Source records
<<<<
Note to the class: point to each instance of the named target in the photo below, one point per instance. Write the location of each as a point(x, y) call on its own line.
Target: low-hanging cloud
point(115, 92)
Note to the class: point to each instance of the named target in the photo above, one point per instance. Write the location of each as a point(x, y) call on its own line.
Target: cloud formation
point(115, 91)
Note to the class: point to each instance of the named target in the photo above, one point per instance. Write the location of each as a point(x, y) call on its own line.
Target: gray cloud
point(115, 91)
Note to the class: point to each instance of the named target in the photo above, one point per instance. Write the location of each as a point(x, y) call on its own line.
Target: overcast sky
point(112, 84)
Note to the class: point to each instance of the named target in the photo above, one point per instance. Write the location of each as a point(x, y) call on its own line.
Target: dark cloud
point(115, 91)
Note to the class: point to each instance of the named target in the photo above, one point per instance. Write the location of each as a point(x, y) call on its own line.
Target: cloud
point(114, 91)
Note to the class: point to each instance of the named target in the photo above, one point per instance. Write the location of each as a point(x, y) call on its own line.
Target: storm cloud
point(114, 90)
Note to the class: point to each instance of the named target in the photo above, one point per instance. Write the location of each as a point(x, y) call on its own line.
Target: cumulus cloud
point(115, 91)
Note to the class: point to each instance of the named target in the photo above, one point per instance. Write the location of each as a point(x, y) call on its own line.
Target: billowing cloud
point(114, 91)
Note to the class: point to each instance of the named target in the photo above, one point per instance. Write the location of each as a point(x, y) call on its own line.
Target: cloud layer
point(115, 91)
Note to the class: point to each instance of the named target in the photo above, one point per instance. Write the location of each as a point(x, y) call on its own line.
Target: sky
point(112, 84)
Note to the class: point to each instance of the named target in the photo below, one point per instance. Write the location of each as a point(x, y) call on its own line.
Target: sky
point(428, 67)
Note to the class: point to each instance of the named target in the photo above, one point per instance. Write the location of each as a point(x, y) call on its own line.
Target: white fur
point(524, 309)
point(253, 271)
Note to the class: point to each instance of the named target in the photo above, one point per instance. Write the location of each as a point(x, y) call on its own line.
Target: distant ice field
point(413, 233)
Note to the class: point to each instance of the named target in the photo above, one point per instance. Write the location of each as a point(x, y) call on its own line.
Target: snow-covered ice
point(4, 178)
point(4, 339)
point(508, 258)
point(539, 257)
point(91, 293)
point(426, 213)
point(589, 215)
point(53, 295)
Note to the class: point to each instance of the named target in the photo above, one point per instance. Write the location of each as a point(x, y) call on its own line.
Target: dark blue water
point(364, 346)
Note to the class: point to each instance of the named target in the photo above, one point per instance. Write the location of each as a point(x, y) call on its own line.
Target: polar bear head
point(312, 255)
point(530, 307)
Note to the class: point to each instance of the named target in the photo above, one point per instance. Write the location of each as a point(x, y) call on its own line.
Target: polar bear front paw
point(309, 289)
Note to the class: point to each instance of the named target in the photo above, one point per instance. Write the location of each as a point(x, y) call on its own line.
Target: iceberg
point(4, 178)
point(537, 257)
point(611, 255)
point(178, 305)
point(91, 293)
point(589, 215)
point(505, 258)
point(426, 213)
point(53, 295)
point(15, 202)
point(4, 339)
>>>>
* [WHAT YOU WILL DO]: Output the records verbatim, from the first line to the last.

* [EXPECTED OUTPUT]:
Note to the class: point to each instance of the named target in the photo below, one point per instance. Write the location of each as a point(x, y) call on its own line.
Target: low-hanging cloud
point(115, 92)
Note to the class: point to each instance of the named target in the photo above, one point per instance. Write the location of each as a point(x, y) call on its own line.
Target: cloud formation
point(115, 91)
Note to the class: point to each instance of the named target in the photo above, one point per instance. Write the location of each as a point(x, y) call on its own line.
Target: gray cloud
point(115, 91)
Note to the class: point to each instance of the named target in the photo above, one point per instance. Write the location of each as a point(x, y) call on its own line.
Target: overcast sky
point(112, 84)
Note to the class: point to each instance of the named target in the photo above, one point per instance. Write the location of each as a point(x, y) call on its own line.
Target: dark cloud
point(115, 91)
Note to the class: point to each instance of the named target in the photo above, one point per instance. Write the location of each as a point(x, y) call on its own line.
Target: cloud
point(114, 91)
Note to the class: point to each instance of the named target in the photo above, one point per instance. Write the location of each as a point(x, y) call on its own line.
Target: storm cloud
point(114, 90)
Note to the class: point to each instance of the named target in the photo above, one point per instance. Write the location of each as a point(x, y) call on its own line.
Target: cumulus cloud
point(115, 91)
Note to the class: point to each instance of the named target in the photo above, one point per instance. Write the location of each as a point(x, y) call on its own line.
Target: billowing cloud
point(114, 91)
Note to the class: point to each instance of the named target in the photo above, one point per instance. Write the location of each as a point(x, y) call on its own line.
Target: cloud layer
point(115, 91)
Note to the class: point to each instance of the named target in the photo above, one point per instance. Write the location of each as a point(x, y) call on its own line.
Target: sky
point(112, 84)
Note to the class: point to each instance of the named target in the photo below, one point per instance. Write the location of each as a point(x, y) call on its own line.
Target: sky
point(428, 67)
Note to the class: point to each instance of the named target in the photo above, one point per instance. Write the location of each as a point(x, y) call on its own line.
Target: white fur
point(524, 309)
point(253, 271)
Note to the class: point to each instance of the named target in the photo above, one point per instance. Write the location of each as a point(x, y) call on its own line.
Target: distant ice field
point(413, 233)
Note to the class: point to each instance of the named target in the photo above, one point per instance. Write the location of each as a point(x, y) call on its own line.
Target: snow-covered ice
point(4, 178)
point(4, 339)
point(508, 258)
point(539, 257)
point(91, 293)
point(426, 213)
point(589, 215)
point(53, 295)
Note to the class: point to each instance of the named target in the photo above, one point per instance. Write the location of each as a point(x, y) call on its own line.
Target: dark blue water
point(364, 346)
Note to the class: point to each instance of the named target in the photo above, one point per instance. Write the location of each as a point(x, y) call on its own line.
Target: polar bear head
point(312, 255)
point(530, 307)
Note to the class: point to each instance of the named target in the photo above, one point per instance. Write the location of each as a point(x, y) call on its own line.
Target: polar bear front paw
point(309, 289)
Note to the class: point to each instance of the named target in the photo above, one point per instance. Write the location of each as a point(x, y) call on its own line.
Target: iceberg
point(4, 178)
point(537, 257)
point(611, 255)
point(178, 305)
point(91, 293)
point(589, 215)
point(505, 258)
point(426, 213)
point(53, 295)
point(15, 202)
point(4, 339)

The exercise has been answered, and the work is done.